* _Problem_
Rewrite every entry below, substituting "Put a single point" for "Drop one marker" wherever it occurs and leaving everything else unchanged.
------ Task data ------
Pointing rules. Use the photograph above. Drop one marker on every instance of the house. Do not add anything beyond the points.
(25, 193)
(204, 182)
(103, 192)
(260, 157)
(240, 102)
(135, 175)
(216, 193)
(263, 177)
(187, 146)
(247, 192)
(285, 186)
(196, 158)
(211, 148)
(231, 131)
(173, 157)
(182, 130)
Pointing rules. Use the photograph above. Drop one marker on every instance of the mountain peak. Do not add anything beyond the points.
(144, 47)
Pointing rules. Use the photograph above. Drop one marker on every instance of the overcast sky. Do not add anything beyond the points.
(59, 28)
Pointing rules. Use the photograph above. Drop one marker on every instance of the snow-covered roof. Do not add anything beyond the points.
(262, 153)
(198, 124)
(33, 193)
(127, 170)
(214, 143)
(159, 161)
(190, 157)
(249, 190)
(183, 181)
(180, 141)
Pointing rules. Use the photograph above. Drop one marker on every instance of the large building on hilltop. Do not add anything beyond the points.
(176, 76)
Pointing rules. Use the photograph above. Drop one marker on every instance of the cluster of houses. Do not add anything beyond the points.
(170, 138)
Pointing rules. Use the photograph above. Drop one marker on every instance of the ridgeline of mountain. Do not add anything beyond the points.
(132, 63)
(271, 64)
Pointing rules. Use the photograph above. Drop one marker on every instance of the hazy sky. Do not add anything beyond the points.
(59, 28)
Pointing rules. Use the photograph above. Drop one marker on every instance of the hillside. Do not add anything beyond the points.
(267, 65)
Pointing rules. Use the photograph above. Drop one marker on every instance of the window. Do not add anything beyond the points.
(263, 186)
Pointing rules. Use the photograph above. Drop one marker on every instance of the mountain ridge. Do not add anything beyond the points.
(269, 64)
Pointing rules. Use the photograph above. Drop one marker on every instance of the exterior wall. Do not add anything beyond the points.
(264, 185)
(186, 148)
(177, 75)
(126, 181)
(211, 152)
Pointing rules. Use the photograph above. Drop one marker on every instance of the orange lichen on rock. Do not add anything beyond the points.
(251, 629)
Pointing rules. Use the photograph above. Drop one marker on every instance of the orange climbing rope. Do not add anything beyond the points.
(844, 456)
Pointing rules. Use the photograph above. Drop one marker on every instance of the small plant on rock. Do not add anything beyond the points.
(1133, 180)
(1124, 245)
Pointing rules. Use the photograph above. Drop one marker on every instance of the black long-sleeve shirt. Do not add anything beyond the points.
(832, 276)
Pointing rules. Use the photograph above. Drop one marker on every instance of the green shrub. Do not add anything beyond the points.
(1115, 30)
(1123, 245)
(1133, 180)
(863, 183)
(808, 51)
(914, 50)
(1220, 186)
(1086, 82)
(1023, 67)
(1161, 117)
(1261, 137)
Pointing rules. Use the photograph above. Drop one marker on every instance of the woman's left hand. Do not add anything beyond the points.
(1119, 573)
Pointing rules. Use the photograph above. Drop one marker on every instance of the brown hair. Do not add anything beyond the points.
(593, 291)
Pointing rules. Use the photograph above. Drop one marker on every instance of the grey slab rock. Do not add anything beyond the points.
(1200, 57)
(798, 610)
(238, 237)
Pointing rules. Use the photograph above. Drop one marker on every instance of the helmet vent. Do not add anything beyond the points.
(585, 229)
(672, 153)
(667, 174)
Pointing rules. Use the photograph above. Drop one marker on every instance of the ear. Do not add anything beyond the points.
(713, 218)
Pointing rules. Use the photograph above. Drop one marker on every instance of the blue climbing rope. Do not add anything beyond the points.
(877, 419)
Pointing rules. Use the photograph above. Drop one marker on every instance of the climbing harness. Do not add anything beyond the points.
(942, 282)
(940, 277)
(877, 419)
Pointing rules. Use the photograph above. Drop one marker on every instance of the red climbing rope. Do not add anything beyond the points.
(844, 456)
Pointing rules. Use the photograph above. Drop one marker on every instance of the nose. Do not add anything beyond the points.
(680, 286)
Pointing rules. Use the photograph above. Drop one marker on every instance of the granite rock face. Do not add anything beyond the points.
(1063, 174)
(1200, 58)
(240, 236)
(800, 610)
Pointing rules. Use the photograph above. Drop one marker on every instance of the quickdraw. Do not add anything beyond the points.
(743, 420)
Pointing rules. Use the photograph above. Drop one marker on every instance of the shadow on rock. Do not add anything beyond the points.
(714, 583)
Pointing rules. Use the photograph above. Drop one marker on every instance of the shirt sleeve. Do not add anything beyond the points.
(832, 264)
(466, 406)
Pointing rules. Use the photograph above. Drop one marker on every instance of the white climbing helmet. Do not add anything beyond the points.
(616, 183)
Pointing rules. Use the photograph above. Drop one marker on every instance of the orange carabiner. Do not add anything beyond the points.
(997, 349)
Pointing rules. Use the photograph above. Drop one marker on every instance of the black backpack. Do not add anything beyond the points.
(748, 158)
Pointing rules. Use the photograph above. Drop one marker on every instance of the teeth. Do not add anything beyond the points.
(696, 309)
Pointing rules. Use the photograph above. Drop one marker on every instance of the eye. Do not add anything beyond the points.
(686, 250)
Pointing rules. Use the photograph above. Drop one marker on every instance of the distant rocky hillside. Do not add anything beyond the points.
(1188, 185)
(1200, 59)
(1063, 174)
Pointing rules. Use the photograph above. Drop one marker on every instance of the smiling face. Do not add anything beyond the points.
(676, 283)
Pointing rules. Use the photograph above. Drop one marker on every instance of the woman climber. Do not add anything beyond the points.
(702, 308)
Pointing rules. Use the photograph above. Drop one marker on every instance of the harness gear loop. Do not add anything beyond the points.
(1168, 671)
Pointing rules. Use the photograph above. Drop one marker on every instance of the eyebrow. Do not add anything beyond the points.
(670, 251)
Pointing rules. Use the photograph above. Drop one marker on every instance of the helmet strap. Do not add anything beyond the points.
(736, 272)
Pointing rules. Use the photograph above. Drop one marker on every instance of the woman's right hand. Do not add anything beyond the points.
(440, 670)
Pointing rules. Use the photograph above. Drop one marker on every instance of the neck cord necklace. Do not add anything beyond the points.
------
* _Problem solution_
Pointing rules. Use the photograph above. Put a single point on every instance of the house. Do not add anything beyond the points.
(25, 193)
(204, 182)
(103, 192)
(260, 157)
(240, 102)
(135, 175)
(216, 193)
(263, 177)
(187, 146)
(247, 192)
(285, 186)
(196, 158)
(211, 148)
(231, 131)
(173, 157)
(182, 130)
Pointing rules. Use the photograph above. Put a single point on every instance of the mountain peak. Do not add anything beyond the points.
(144, 47)
Pointing rules. Use the photograph above. Put a single point on every instance of the overcast sky. Do not add anything beyond the points.
(59, 28)
Pointing rules. Use the photograph above. Put a single point on every instance of the snow-covered roof. Do not add anything beyond the points.
(262, 153)
(198, 124)
(33, 193)
(127, 170)
(214, 143)
(159, 161)
(190, 157)
(249, 190)
(183, 181)
(180, 141)
Pointing rules. Use the photograph above. Put a single point on every instance of the large building on hilltop. Do not add anything beyond the points.
(176, 76)
Pointing rules. Use the photograph above. Put a single point on every instance of the cluster of houses. Do not add anything beyond the points.
(170, 138)
Pointing rules. Use the photograph above. Put a single point on every instance of the ridgeline of mountain. Do not add anything beyond the points.
(132, 63)
(271, 64)
Pointing rules. Use the photograph above. Put a single point on every instance of the hazy sky. Do not add anything beyond the points.
(59, 28)
Pointing rules. Use the photograph above. Put a single point on every instance of the hillside. Do not add anything beyond the points.
(267, 65)
Pointing rules. Use the photograph above. Put a single point on every instance of the window. Do not add anything beyond the points.
(263, 186)
Pointing rules. Use the photograph above. Put a single point on every instance of the mountain ridge. Do not add anything beyond the points.
(269, 64)
Pointing rules. Use the photograph above. Put a single point on every instance of the exterior wall. Do not add anything beyond the points.
(264, 185)
(186, 148)
(177, 75)
(126, 181)
(211, 152)
Pointing rules. Use the photograph above. Put a single point on every instance of the orange lichen on rock. Do not add anything beyond the points.
(251, 629)
Pointing rules. Use the photograph above. Put a single point on every instance of the orange climbing rope. Do not add anything beyond the points.
(844, 456)
Pointing rules. Use the photograph above. Put a single point on every instance of the small plant on rock. Do not add anything beyond the points.
(1133, 180)
(1124, 245)
Pointing rules. Use the photograph above. Put a single point on every instance of the black long-sleeve shirt. Do not add anything beyond the points.
(832, 276)
Pointing rules. Use the photograph above. Put a single point on every instance of the green shrub. Do not add anything beyond the points.
(1115, 30)
(1123, 245)
(1133, 180)
(863, 183)
(808, 51)
(914, 50)
(1220, 186)
(1086, 82)
(1023, 67)
(1161, 117)
(1261, 137)
Pointing rules. Use the photograph above. Put a single point on every instance of the woman's left hand. Do not add anything beyond the points.
(1119, 573)
Pointing rules. Use the photograph above. Put a single point on every instance of the brown hair. Do not add anything beyond the points.
(593, 291)
Pointing rules. Use the photograph above. Put a single point on every instance of the grey slab rock. Do not add anything beyond the points.
(1200, 57)
(798, 610)
(238, 237)
Pointing rules. Use the photograph above. Put a single point on every instance of the helmet vent. Do not add anything beyond the points.
(585, 229)
(672, 153)
(667, 174)
Pointing rules. Use the photograph above. Put a single point on every instance of the ear. Do not add anything beyond the points.
(713, 218)
Pointing rules. Use the photograph above. Put a single point on every instance of the blue climbing rope. Do not add anything beyond the points.
(877, 419)
Pointing rules. Use the photograph above. Put a single point on every instance of the climbing harness. Do not add anything beyond the points.
(942, 282)
(940, 277)
(877, 419)
Pointing rules. Use the photograph above. Put a single point on every instance of the red climbing rope. Do not add anything beyond the points.
(844, 456)
Pointing rules. Use the photograph above. Put a single point on every instance of the nose. Do not add anything beyond the points.
(680, 286)
Pointing rules. Use the photograph above. Put a single point on every instance of the granite rock face. Do not add anything beyond the points.
(1063, 174)
(1200, 58)
(240, 236)
(800, 610)
Pointing rules. Use the photograph above. Put a single point on every instance of the quickdraw. Do not add anything beyond the points.
(743, 420)
Pointing rules. Use the photograph above. Put a single point on every instance of the shadow on rock. Do not add anything beyond the points.
(714, 583)
Pointing rules. Use the photograph above. Put a single point on every instance of the shirt sleeve. Do not add anything beyond the points.
(832, 264)
(466, 406)
Pointing rules. Use the photograph above. Put a single point on every instance of the white climbing helmet. Do not add anything beyond the points.
(616, 183)
Pointing rules. Use the photograph above. Put a single point on every instance of the orange carabiner. Do not add anything beyond the points.
(997, 349)
Pointing rules. Use the photograph above. Put a single point on every instance of the black backpack. Do not add anything beyond the points.
(748, 158)
Pointing rules. Use the photograph above. Put a single point on every instance of the teeth. Do not add anything beyond the points.
(696, 309)
Pointing rules. Use the photograph above. Put a single point on every instance of the eye. Do not add anything beyond the points.
(686, 250)
Pointing rules. Use the photograph above. Put a single point on every instance of the distant rocky hillside. Do not add anything beyond the points.
(1188, 185)
(1200, 59)
(1063, 174)
Pointing rules. Use the photograph above. Put a single point on every instance of the smiling face. Do not add anything beyond the points.
(676, 283)
Pointing rules. Use the photograph above. Put a single point on every instance of the woman climber. Do not add anything beyond the points.
(702, 308)
Pointing rules. Use the photograph above. Put a single point on every instance of the harness gear loop. Do not add anything beyond the points.
(1168, 671)
Pointing rules. Use the photograph above. Put a single point on every instance of the eyebrow. Do not add anything beyond the points.
(670, 251)
Pointing rules. Use the photograph above. Put a single point on every instance of the helmet strap. Do not add anything beyond the points.
(736, 272)
Pointing rules. Use the photograph above. Put a single point on every instance of the woman's right hand. Do not add anything beyond the points.
(440, 670)
Pointing rules. Use the photograph above. Put a single point on every instance of the neck cord necklace. Do not add anything beyond the points.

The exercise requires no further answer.